_Podany fragment:_

Linie przedłużają zawieszenie dużej części połączeń. Na wyraźny wzrost liczby podróżnych liczą w wakacje.

Polskie lotniska w ostatnim czasie są niemal opustoszałe. W lutym odprawiły kilka, najwyżej kilkanaście procent liczby podróżnych z analogicznego okresu w 2020 r., czyli sprzed wybuchu pandemii w Europie. Mniejsze porty zamarły całkiem. W Łodzi do 27 marca zawieszono wszystkie połączenia. W Bydgoszczy w lutym odprawiono tylko 47 podróżnych. Były to wyłącznie osoby lecące małymi, prywatnymi samolotami. Z powodu dużej liczby pracowników przebywających na kwarantannie do 27 marca zawieszona została praca lotniska Zielona Góra-Babimost. Wstrzymano tam loty do Warszawy.
Już wiadomo, że na odbicie w lotnictwie trzeba będzie jeszcze poczekać. Dominujące zwłaszcza w portach regionalnych tanie linie jeszcze kilka tygodni temu zakładały przywrócenie dużej części połączeń na przełomie marca i kwietnia, czyli wraz z wejściem w życie letniego rozkładu. Teraz jednak przesuwają powrót rejsów. – Mieliśmy plan wystartowania w kwietniu z gęstą siatką połączeń z Polski. Nowe oraz utrzymujące się restrykcje wyeliminowały dużą część tych zamierzeń – mówi Michał Kaczmarzyk, prezes Buzza – spółki córki irlandzkiego Ryanaira.
Przewoźnik przesunął reaktywację dużej części połączeń na maj. Dopiero wtedy wróci po kilkumiesięcznej przerwie do niektórych regionalnych portów, jak Bydgoszcz, Łódź, Lublin czy Olsztyn-Mazury. Ryan air całkiem przestał też latać na dość istotne dla niego lotniska w Poznaniu i Katowicach. Z kilkoma trasami wróci tam na przełomie marca i kwietnia. W maju chce przywrócić kolejne.
Z marcowej reaktywacji części połączeń zrezygnował też Wizz Air. Węgierski przewoźnik część połączeń uruchomi tylko w okolicy Wielkanocy, by później znów zawiesić je na kilka tygodni.

_Udostępniony materiał:_
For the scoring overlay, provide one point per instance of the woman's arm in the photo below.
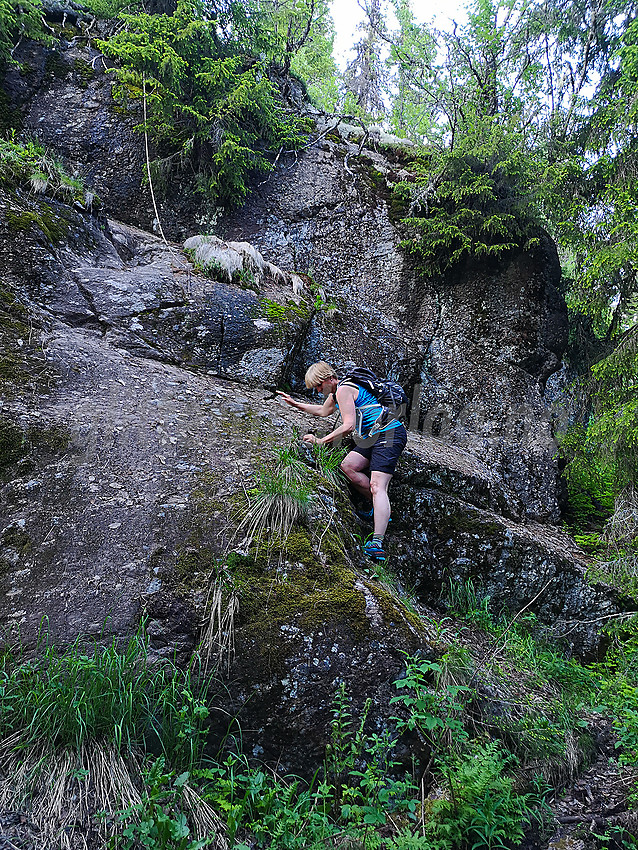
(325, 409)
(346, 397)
---
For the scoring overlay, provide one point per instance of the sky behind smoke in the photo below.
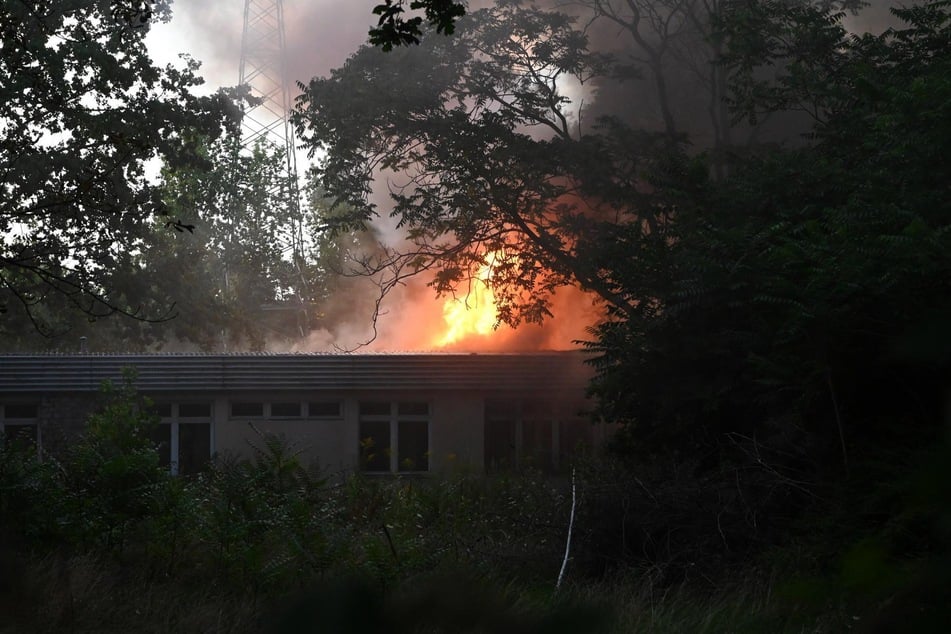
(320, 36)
---
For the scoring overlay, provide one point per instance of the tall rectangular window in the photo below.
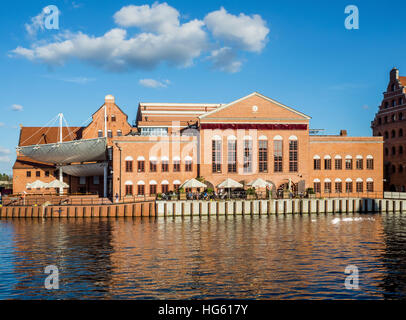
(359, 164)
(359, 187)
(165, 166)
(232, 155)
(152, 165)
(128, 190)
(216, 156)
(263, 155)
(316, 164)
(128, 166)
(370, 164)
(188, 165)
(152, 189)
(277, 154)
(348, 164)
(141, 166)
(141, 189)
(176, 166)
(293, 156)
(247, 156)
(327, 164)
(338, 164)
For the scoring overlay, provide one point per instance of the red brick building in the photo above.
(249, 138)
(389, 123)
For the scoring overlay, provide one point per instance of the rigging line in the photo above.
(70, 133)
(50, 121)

_Polecenie 1:_ Ilu podróżnych odprawiło w lutym lotnisko w Bydgoszczy według tekstu o polskich lotniskach?
_Polecenie 2:_ Napisz dalszy ciąg tekstu o polskich lotniskach, zaczynając zaraz po jego ostatnim zdaniu.

_Wynik zadania 1:_ 47 podróżnych.

_Wynik zadania 2:_
Mniej powodów do narzekań mają tylko przewoźnicy czarterowi. – Rynek turystyczny oparty na zorganizowanych wycieczkach charakteryzuje się szybszym tempem odbudowy – przyznaje Andrzej Kobielski, wiceprezes Enter Air. Dodaje, że w styczniu i lutym z usług przewoźnika skorzystało ok. 25 proc. liczby podróżnych z analogicznych miesięcy 2020 r.
Branża liczy na rosnącą liczbę zaszczepionych oraz proponowany przez Komisję Europejską cyfrowy certyfikat dla podróżnych. Ma zawierać informacje o przyjęciu szczepionki na COVID-19, wynik testu oraz świadectwo przechorowania. KE liczy, że kraje członkowskie wprowadzą to rozwiązanie też przed wakacjami. – Certyfikat może ułatwić podróżowanie. Mam jednak obawę, że do czasu wdrożenia tego rozwiązania odsetek zaszczepionych w krajach Europy nie będzie jeszcze ogromny – mówi Mariusz Wiatrowski, prezes lotniska w Poznaniu.
Przewoźnicy zakładają, że do większego odbicia w ruchu lotniczym dojdzie na początku wakacji. Kolejne linie obiecują wprowadzenie w tym okresie nowości w siatce. Wizz Air zapowiedział, że w połowie czerwca uruchomi kilka wakacyjnych tras z Polski, m.in. na greckie wyspy – Kretę i Santorini czy do chorwackiego Splitu. Kilka nowych połączeń na początku lipca chce uruchomić Ryanair, m.in. z Modlina do Pragi, z Katowic do Oslo, a także krajową – z Wrocławia na lotnisko Olsztyn-Mazury. Uaktualnioną siatkę wakacyjną niebawem ma zaprezentować też LOT.
Według prognoz Międzynarodowego Zrzeszenia Przewoźników Lotniczych globalny ruch pasażerski w 2021 r. osiągnie 33–38 proc. wyniku z 2019 r. Na powrót do poziomu sprzed pandemii poczekamy przynajmniej do 2024 lub 2025 r.